Start of Material to process

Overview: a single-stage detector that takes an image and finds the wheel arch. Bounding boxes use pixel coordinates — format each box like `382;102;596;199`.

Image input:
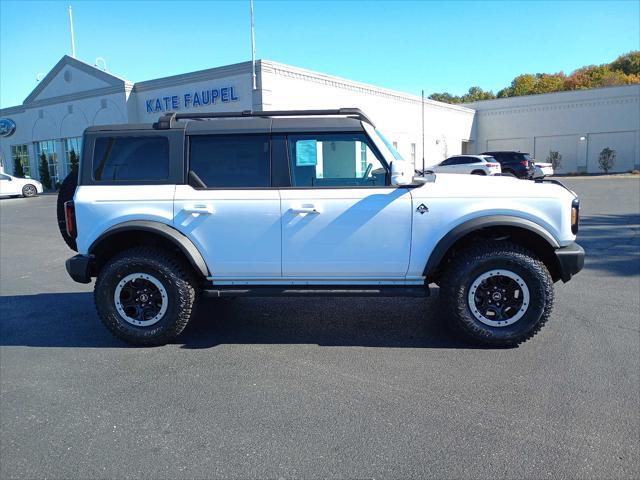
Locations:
423;215;561;282
88;220;209;278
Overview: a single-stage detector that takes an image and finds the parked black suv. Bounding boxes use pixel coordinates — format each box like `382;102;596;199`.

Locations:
482;152;535;179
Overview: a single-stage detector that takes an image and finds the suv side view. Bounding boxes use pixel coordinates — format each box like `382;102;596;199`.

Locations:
482;152;535;179
58;109;584;346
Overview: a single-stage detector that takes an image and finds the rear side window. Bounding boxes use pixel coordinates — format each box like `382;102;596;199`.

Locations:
93;136;169;181
189;135;271;188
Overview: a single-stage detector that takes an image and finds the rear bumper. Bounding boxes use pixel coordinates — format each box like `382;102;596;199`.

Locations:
64;255;92;283
556;243;584;282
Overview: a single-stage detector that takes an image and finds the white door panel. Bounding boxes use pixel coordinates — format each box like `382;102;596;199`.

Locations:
174;185;282;280
280;188;412;278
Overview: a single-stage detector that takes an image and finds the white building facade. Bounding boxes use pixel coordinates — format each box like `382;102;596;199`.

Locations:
466;85;640;173
0;56;640;185
0;56;474;184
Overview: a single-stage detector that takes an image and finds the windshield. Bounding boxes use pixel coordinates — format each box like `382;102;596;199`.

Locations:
376;130;404;160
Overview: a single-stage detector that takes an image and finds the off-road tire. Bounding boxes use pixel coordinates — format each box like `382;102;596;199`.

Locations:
22;183;38;198
94;247;196;346
56;170;78;252
440;241;554;347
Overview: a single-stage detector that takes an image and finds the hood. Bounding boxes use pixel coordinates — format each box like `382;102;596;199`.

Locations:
412;173;576;200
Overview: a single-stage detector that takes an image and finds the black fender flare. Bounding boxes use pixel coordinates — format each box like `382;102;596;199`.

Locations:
423;215;560;278
88;220;209;278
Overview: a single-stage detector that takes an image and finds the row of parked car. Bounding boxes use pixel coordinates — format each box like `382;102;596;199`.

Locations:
429;151;553;179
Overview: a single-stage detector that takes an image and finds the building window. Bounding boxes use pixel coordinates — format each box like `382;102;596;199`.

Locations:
11;145;31;177
62;137;82;175
35;140;60;188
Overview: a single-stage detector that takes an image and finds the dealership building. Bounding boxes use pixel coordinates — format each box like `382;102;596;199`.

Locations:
0;56;640;182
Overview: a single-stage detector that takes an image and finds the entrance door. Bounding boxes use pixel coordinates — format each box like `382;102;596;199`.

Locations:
280;133;412;283
174;134;282;284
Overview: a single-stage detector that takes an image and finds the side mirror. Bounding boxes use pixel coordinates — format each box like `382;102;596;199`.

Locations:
391;160;413;185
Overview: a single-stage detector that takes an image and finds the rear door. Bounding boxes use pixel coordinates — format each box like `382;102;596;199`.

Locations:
280;132;412;283
174;124;282;284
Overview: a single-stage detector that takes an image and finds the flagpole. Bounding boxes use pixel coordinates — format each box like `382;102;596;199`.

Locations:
249;0;256;90
422;90;424;175
69;5;76;58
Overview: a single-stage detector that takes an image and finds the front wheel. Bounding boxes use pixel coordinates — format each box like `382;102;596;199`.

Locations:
22;183;38;198
440;241;553;347
94;247;196;345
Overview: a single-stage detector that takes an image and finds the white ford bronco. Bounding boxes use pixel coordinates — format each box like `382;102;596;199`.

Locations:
58;109;584;346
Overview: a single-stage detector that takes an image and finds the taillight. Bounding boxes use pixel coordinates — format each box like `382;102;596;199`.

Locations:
64;200;78;238
571;198;580;235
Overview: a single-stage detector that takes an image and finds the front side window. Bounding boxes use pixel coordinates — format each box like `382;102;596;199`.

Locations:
288;133;387;188
189;135;271;188
11;145;31;177
93;136;169;181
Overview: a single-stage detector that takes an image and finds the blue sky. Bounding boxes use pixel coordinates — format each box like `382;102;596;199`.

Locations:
0;0;640;107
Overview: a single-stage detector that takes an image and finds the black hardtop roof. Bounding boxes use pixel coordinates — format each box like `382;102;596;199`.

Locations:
86;108;373;133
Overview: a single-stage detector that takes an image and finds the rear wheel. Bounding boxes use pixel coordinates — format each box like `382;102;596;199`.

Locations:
22;183;38;197
94;247;196;346
440;241;553;347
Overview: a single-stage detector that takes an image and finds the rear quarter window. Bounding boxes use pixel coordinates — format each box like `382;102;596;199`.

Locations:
93;136;169;181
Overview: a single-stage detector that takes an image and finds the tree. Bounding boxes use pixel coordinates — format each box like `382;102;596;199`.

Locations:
13;155;24;178
547;150;562;172
461;87;496;103
611;50;640;75
38;152;51;190
598;147;616;174
69;149;78;171
429;92;460;103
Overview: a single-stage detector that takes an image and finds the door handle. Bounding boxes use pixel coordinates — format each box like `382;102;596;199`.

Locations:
182;205;213;215
289;205;320;215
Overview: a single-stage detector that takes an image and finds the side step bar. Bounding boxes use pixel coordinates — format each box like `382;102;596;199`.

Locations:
202;285;429;298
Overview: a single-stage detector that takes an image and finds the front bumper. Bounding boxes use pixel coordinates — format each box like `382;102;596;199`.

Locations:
556;243;584;282
64;255;92;283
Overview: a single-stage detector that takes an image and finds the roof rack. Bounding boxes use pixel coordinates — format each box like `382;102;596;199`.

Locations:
153;108;375;130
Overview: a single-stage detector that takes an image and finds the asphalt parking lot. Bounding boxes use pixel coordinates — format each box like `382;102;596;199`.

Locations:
0;178;640;478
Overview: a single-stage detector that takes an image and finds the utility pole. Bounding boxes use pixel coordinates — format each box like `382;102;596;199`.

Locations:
422;90;424;176
249;0;257;90
69;5;76;58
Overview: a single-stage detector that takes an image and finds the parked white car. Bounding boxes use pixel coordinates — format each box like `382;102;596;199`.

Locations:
533;160;553;178
58;109;584;346
0;173;43;197
429;155;502;175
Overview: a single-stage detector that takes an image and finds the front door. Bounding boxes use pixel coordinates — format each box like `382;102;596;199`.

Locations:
280;133;412;284
174;134;282;284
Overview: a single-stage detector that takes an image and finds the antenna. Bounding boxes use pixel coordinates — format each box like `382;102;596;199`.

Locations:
422;90;424;175
69;5;76;58
249;0;256;90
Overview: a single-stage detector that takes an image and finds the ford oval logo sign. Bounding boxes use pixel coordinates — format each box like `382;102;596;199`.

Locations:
0;118;16;137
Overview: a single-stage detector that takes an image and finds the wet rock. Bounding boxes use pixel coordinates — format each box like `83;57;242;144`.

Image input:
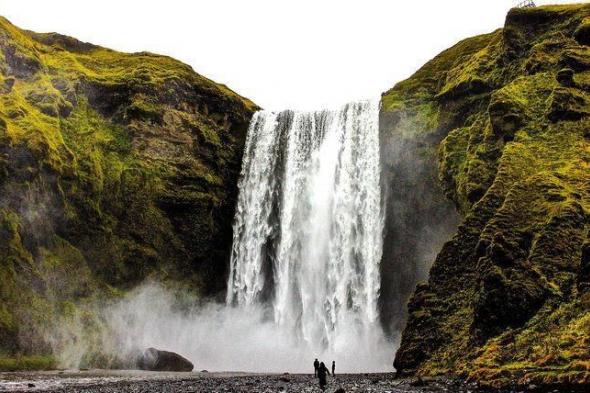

End of Material to process

**The exercise:**
Write out again everything from the line with "the white door" to the line with "440;241;554;347", both ends included, requests and all. Shift every box coordinate in the answers up by 133.

**Output for this exercise:**
Overview: a single-stage detector that takes an image and finds the white door panel. Bounding boxes use pixel coordinates — format each box like `382;102;596;199`.

Locations:
307;318;415;413
413;321;545;411
Overview: a single-stage detector that takes an image and finds the white building facade. Bounding boxes use pixel coordinates — format each box like `382;102;596;199`.

Locations:
599;218;773;306
133;189;773;318
133;189;607;317
Overview: a single-stage detector that takes an image and finds the windshield. Bounding boxes use pixel coordinates — format each box like `382;102;596;199`.

Locations:
509;263;537;293
Overview: a single-stage detector that takes an image and finds the off-road tire. Bounding boxes use pixel coordinates — format each box like `382;102;596;199`.

Locations:
155;316;171;331
227;380;329;479
189;303;211;385
573;374;687;480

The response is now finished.